* [What is asked]:
How many lines in the items below contain the string "surface", with case counting? Reply with the number alone.

* [Data listing]:
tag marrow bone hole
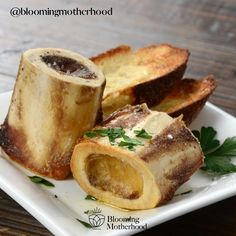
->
[86,154,143,199]
[41,55,97,79]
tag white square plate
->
[0,92,236,236]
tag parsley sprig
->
[134,129,152,139]
[193,127,236,174]
[118,135,143,151]
[84,127,152,151]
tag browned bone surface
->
[0,0,236,236]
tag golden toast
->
[91,44,189,116]
[151,75,216,125]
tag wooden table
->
[0,0,236,236]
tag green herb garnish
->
[84,195,97,201]
[193,127,236,174]
[28,175,55,187]
[134,129,152,139]
[84,131,97,138]
[118,135,143,151]
[193,127,220,155]
[76,218,93,229]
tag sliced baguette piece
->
[71,104,203,210]
[151,75,216,125]
[91,44,189,117]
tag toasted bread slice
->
[151,75,216,125]
[91,44,189,116]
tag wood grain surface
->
[0,0,236,236]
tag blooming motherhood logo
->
[84,207,147,230]
[10,7,113,17]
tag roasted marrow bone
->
[0,48,105,179]
[71,104,203,209]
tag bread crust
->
[151,75,217,125]
[91,44,189,116]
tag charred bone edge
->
[71,105,203,210]
[0,48,105,179]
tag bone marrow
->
[86,154,143,199]
[0,48,105,179]
[71,104,203,210]
[41,55,96,79]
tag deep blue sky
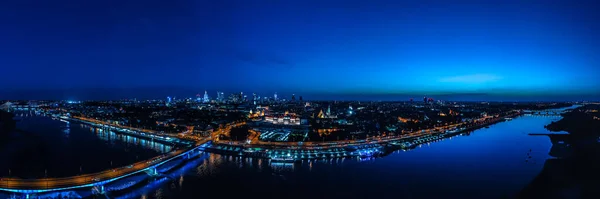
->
[0,0,600,99]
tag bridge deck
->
[0,140,209,193]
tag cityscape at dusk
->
[0,0,600,100]
[0,0,600,199]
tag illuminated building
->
[202,91,210,103]
[217,91,225,102]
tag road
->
[216,113,518,149]
[0,139,209,190]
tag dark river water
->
[2,110,560,199]
[0,112,171,178]
[122,116,559,199]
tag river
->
[117,116,560,199]
[0,109,560,199]
[0,111,171,178]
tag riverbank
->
[206,112,522,159]
[51,116,193,145]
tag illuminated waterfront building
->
[202,91,210,103]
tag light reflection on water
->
[79,123,172,153]
[0,111,166,178]
[126,117,557,198]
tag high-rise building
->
[202,91,210,103]
[217,91,225,103]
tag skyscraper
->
[202,91,210,103]
[217,91,225,103]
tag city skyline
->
[0,1,600,100]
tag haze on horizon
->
[0,0,600,100]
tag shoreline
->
[205,112,524,160]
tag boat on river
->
[271,156,299,163]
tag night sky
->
[0,0,600,100]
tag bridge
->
[0,139,210,194]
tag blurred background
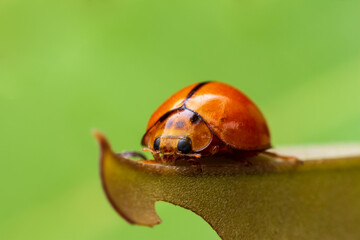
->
[0,0,360,240]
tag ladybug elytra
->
[141,82,271,164]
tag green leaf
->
[95,133,360,239]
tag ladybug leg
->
[187,159,202,173]
[117,151,146,160]
[262,152,302,163]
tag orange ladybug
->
[141,81,271,164]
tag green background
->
[0,0,360,239]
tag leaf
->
[95,133,360,239]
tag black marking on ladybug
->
[176,121,185,128]
[183,81,211,106]
[177,138,192,154]
[190,113,201,123]
[154,138,160,151]
[159,109,177,123]
[141,81,215,146]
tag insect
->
[141,81,271,164]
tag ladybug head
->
[144,109,212,160]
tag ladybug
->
[141,81,271,164]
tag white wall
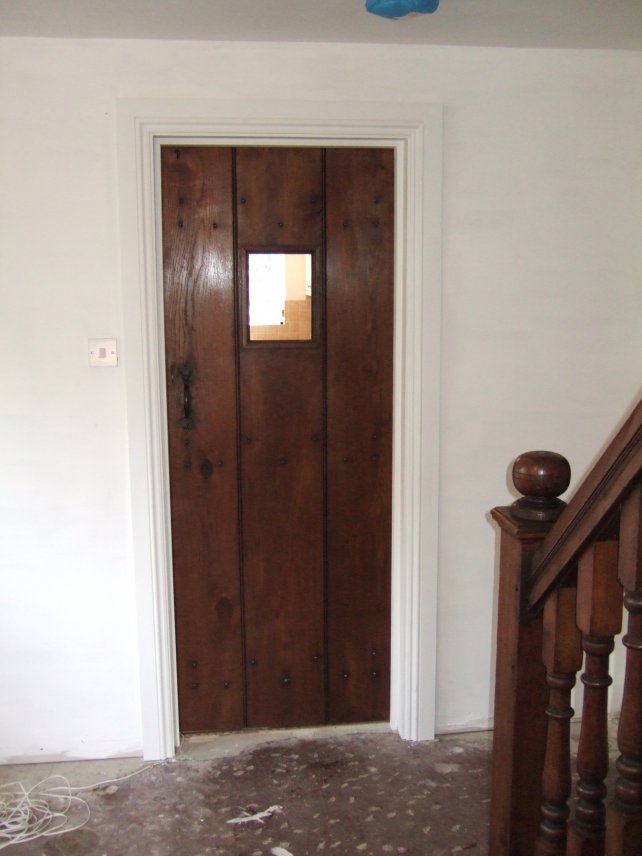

* [Answer to this problem]:
2